Start

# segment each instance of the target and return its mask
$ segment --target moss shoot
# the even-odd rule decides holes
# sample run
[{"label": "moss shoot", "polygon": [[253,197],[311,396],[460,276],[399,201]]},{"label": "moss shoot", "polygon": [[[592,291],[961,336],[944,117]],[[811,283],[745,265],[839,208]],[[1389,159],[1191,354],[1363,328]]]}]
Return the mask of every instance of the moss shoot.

End
Start

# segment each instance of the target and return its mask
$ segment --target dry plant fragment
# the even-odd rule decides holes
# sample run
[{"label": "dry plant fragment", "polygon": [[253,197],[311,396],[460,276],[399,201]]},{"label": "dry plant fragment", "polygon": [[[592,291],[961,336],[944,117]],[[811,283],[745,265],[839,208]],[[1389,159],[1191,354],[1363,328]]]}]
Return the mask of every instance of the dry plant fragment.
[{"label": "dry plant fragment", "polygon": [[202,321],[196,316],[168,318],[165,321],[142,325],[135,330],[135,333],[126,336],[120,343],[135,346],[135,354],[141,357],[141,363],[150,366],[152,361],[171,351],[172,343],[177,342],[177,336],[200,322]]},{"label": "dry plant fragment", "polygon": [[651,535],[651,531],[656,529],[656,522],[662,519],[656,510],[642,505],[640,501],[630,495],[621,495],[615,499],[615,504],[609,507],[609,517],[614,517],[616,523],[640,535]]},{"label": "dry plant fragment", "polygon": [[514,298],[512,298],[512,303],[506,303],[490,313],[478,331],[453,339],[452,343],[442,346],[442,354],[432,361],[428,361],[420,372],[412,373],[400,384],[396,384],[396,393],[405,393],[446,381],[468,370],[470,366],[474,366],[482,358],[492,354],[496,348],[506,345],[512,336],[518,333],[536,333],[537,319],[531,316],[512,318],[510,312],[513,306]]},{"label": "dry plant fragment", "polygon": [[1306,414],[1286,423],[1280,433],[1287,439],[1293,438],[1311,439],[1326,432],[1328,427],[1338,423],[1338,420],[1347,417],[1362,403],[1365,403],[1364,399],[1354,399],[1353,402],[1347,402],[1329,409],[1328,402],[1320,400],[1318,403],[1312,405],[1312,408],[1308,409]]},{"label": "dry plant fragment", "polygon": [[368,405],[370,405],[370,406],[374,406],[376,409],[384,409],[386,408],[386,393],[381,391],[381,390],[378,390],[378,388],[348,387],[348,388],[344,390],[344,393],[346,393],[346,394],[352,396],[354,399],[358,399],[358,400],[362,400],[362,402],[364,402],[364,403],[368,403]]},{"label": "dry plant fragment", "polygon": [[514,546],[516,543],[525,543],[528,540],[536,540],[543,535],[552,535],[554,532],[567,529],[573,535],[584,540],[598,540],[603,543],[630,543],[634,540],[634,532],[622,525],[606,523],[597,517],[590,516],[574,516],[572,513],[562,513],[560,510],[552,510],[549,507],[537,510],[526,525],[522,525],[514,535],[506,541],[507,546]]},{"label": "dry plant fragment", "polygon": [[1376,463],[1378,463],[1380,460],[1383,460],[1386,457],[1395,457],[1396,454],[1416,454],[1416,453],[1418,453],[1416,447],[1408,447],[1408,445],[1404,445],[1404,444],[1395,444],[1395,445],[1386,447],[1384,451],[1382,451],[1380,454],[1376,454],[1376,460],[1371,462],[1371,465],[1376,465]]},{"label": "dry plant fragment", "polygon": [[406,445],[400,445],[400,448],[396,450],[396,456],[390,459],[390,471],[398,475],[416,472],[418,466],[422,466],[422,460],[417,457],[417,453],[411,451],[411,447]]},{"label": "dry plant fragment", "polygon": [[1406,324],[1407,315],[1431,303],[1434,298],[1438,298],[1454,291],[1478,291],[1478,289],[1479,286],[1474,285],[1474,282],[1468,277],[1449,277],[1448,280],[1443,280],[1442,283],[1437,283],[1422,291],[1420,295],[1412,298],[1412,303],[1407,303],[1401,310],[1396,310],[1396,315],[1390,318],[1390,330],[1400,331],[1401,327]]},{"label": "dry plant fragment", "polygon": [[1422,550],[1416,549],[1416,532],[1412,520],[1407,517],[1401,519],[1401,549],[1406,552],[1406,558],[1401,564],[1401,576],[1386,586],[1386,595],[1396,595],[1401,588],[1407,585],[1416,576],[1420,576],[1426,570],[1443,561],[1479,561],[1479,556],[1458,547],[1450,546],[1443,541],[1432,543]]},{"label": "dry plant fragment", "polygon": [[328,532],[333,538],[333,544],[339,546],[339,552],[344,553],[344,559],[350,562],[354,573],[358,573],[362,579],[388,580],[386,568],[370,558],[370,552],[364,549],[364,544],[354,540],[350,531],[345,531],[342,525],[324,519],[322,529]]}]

End

> _Goal_:
Collect each line of the entries above that contains the word "every".

> _Reply_:
Return the mask of every instance of the moss shoot.
Return the mask of every instance of the dry plant fragment.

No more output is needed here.